The records below need to be repeated exactly, with every picture left out.

Phrase grounding data
------------

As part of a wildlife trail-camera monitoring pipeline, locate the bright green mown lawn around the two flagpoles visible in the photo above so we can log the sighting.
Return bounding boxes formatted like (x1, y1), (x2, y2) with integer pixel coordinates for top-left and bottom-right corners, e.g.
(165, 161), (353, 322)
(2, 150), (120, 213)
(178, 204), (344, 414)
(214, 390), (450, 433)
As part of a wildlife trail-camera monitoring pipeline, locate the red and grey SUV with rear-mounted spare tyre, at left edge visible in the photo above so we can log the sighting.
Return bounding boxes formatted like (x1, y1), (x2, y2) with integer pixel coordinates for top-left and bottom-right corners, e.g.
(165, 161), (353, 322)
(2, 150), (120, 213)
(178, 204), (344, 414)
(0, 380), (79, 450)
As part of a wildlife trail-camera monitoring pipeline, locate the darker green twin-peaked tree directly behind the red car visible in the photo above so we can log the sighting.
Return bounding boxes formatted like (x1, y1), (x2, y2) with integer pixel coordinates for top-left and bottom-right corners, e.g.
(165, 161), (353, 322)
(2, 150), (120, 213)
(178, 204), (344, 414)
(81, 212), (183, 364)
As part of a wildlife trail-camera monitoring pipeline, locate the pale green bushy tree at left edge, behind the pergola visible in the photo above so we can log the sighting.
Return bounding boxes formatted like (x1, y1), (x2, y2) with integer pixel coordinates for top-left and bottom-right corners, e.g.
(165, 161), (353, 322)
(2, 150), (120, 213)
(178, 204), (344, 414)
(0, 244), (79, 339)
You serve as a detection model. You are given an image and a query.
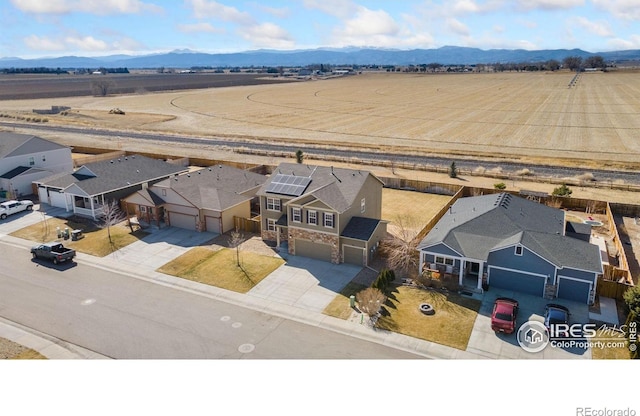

------------

__RESULT__:
As part of a wildlife trail-camera monitoring pipeline, locate the bright green mown lawn around the two flagpoles visible in the photo above so we can log the sighting.
Return bounding boxes formatted like (x1, y1), (x2, y2) with integer pixel coordinates for top-left and bottom-right corners, e.g.
(165, 161), (353, 322)
(2, 150), (120, 213)
(178, 204), (344, 414)
(214, 390), (450, 433)
As part of a wildlife trail-camera monitoring pipeline, locate the red and grey SUV with rear-mounted spare tyre, at left edge visible in the photo above so we can log the sighting.
Return bounding boxes formatted like (x1, y1), (x2, y2) with integer pixel coordinates for top-left and bottom-right corners, e.g.
(165, 161), (353, 322)
(2, 150), (120, 213)
(178, 204), (344, 414)
(0, 380), (79, 450)
As part of a wildlife trail-camera monitoring pipeline, locate the darker green twin-peaked tree directly behind the red car visible in the photo above so we can log the sighting.
Return bounding boxes formatted like (x1, y1), (x2, y2) with integer pixel coordinates for top-left and bottom-right corners, e.g.
(165, 161), (353, 322)
(2, 150), (120, 213)
(178, 204), (344, 414)
(81, 212), (183, 364)
As part of a wildlife trail-camera monitoring pipeline, locate the pale green bushy tree at left edge, behind the pergola visible in the photo above so we can log the sighting.
Return bounding boxes formatted like (x1, y1), (x2, y2) with integer pixel coordinates for top-left and bottom-right corners, e.g.
(165, 161), (353, 322)
(2, 150), (120, 213)
(178, 204), (344, 414)
(0, 244), (79, 339)
You serve as a detection model. You are given an image and a query.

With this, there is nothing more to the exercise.